Texto proporcionado >>
Winfried va diciendo por ahí que ha alquilado una hija postiza porque la suya nunca está. Le sale a cuenta: hace mejores tartas que la original y le ayuda a cortarse las uñas de los pies. Él (Peter Simonischek) es un padre enorme y extravagante, un anfibio entre la ternura y el sarcasmo. A ratos parece un marinero perdido en la gran ciudad, un tipo fuera de norma, ajeno a la naftalina del protocolo, y a ratos sólo lo que es: un caricato desesperado por comunicarse con Ines (Sandra Hüller), la niña frígida que abandonó su Alemania natal para incrustarse en la vida ejecutiva de Bucarest.
Este viernes se estrena Toni Erdmann, dirigida por Maren Ade. Ha ganado cinco premios del cine europeo y es la favorita para hacerse con el Oscar a mejor película de habla no inglesa. Aborda los dos compartimentos estanco que son el cerebro de un padre y de una hija; y siempre la lucha de él por estar más cerca de ella, por agrietar su coraza, por arrancarla del mundo gris y metódico de la empresa. Aunque sea regalándole un rayador de queso: el viejo le explica que la gente que raya queso es gente capaz de abstraerse, de no pensar en nada, de poner la vida en pause para rajar con cuidado ese trozo de cielo lácteo y proteger los dedos. Pequeñas verdades sencillas para defecar en el utilitarismo.
¿Quién es la víctima aquí? ¿El anciano torpe e inadaptado o la hija aséptica? "Los dos son víctimas de sí mismos", explica a este periódico la directora. "Especialmente para ella. Siempre tuve claro que, aunque fuese una mujer en un mundo de hombres, es importante verla como una persona fuerte, muy decidida, y que puede o no puede hacer las cosas". Pero hay una escena en la que el presidente de la empresa que Ines quiere externalizar se dirige a ella sólo para pedirle que acompañe a su mujer de compras, sin tratarla como a una igual. "Sí, y ella lo hace porque quiere llegar muy lejos en su trabajo. Nadie la obliga. No es una víctima. Sabe que no puede cambiar a los demás, pero puede modificarse a sí misma y decir 'no'".

Ítems extraídos >>
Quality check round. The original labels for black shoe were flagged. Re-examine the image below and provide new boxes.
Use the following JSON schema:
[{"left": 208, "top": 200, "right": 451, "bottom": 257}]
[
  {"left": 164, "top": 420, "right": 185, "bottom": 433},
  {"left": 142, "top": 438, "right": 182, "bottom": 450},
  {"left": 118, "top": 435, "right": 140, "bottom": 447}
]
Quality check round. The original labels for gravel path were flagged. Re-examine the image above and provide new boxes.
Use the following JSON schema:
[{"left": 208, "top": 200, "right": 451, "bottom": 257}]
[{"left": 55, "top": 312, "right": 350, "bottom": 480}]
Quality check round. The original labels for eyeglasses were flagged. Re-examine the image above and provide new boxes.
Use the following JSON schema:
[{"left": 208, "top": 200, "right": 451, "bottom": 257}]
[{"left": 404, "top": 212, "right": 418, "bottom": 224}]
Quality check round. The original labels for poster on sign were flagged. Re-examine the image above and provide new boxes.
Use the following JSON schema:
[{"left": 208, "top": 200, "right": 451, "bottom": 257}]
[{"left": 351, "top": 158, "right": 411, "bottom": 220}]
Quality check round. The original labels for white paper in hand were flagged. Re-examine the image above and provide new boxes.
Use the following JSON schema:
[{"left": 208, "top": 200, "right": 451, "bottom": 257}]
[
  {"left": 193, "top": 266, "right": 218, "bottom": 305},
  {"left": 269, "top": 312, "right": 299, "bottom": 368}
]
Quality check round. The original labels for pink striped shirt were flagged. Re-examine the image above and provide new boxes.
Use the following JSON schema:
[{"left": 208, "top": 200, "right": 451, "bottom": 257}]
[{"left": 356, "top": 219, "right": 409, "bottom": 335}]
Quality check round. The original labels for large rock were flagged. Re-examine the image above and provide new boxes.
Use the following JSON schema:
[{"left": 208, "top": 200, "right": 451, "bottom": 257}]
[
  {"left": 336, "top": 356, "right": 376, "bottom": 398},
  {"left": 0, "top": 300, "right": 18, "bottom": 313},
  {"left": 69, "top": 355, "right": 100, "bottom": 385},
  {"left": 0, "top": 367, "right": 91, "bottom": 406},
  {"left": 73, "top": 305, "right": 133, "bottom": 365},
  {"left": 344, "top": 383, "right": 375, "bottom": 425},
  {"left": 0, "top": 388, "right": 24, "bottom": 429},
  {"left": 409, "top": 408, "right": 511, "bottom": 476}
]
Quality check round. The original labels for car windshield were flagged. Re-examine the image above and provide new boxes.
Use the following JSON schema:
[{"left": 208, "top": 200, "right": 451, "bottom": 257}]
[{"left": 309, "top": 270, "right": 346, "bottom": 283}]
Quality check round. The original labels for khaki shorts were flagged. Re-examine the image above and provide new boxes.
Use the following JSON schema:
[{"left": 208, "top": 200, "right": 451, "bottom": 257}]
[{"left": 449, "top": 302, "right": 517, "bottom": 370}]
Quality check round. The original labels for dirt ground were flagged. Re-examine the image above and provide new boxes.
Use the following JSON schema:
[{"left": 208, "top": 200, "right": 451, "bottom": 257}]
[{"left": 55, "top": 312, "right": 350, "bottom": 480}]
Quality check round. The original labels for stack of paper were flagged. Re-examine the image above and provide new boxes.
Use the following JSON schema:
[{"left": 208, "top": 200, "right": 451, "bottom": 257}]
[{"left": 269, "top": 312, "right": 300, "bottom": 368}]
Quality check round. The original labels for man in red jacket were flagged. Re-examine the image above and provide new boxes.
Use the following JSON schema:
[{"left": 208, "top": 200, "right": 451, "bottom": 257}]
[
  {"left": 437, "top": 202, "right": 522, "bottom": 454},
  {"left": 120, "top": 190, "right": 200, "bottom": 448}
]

Instrucción dada 1 >>
Según el artículo sobre Toni Erdmann, ¿cuántos premios del cine europeo ha ganado la película?
Instrucción dada 2 >>
Retoma el artículo sobre Toni Erdmann justo después de su última frase y sigue escribiéndolo.
Los ítems no hacen falta para resolver esto.

Respuesta obtenida 1 >>
Ha ganado cinco premios del cine europeo.

Respuesta obtenida 2 >>
¿Eres feliz?
Ines es una mujer pegada a un móvil, una profesional peleona que busca constantemente hacerse respetar por sus compañeros hombres. Ha perdido la capacidad de placer. Se ha vuelto una autómata obsesionada en la escala, en el éxito, en el beneficio. Tiene que presentarse su padre por sorpresa en Bucarest y hacerle la pregunta maldita -"¿eres feliz?"- para que empiece a tambalearse, muy poco a poco, su lente capitalista.
Winfried representa a una generación veterana que no entiende de pádel, de spa ni de análisis DAFO, que se maneja en otra jerga y que revienta de humanismo: es curioso que su sabiduría ancestral, su humildad y su naturalidad le hagan mil veces más libre que a la niña que navega en la modernidad.
Dice Maren Ade que entiende que sea más fácil identificarse con Winfried porque está "en el lado humano de la vida", pero que hay que repensar: "Ines escoge su trabajo porque lo hace muy bien, y es perfectamente consciente de todas las cosas horribles que ocurren en su mundo. Aun así, siente que es necesario hacer lo que hace: salvar o recuperar empresas, impedir que caigan", aunque haya un coste humano. "Ella cree en el progreso, en el desarrollo económico e industrial". Y también es lícito.
Tu padre es tu coach
Pero, ¿cuál es la gran barrera de comunicación que hay entre los dos? "Intenté construir la película de forma muy abierta para que cada uno pueda escoger la razón que les impide comunicarse", explica a este periódico la directora. "En realidad creo que no ocurrió nada especial, pero el tiempo hizo que se perdieran, que se alejaran", reflexiona.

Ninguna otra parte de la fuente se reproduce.